Beginning with the line that contains "Note: for every instance of the wall" in the material below, print each line exactly until the line that contains "Query: wall sconce light" has been printed, then stop.

INPUT ▸
--------------------------------------------------
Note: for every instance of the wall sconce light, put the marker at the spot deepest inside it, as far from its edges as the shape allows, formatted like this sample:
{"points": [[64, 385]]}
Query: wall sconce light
--------------------------------------------------
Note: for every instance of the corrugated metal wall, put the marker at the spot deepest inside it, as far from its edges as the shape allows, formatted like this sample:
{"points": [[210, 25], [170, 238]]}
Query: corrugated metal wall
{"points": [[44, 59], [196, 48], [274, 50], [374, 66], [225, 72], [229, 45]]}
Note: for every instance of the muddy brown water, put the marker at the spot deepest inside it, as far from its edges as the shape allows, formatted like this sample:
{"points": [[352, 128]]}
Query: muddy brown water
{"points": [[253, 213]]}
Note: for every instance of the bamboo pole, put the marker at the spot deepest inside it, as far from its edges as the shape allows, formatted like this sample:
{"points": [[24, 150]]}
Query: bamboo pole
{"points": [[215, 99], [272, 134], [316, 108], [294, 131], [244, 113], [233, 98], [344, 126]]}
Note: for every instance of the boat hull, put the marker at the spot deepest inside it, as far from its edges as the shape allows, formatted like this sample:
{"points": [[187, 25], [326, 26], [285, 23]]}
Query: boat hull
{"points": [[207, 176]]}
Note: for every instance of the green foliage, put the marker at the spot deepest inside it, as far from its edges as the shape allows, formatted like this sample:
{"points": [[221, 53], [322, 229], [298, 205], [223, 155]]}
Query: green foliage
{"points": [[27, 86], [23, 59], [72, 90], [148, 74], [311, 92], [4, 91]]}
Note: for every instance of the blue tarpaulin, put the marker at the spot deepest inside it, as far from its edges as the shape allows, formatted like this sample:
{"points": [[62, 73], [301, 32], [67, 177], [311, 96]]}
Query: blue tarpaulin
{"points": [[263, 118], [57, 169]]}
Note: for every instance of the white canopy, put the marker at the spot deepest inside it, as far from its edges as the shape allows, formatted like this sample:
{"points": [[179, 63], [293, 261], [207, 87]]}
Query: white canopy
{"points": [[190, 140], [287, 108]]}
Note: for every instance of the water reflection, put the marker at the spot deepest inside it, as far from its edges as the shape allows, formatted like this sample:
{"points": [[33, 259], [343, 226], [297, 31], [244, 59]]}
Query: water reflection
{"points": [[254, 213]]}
--------------------------------------------------
ANSWER SECTION ▸
Note: for every instance of the wall sconce light, put the marker at the spot deepest inside it, as far from its edges as the shape allows, formatted like this sample:
{"points": [[64, 385]]}
Query: wall sconce light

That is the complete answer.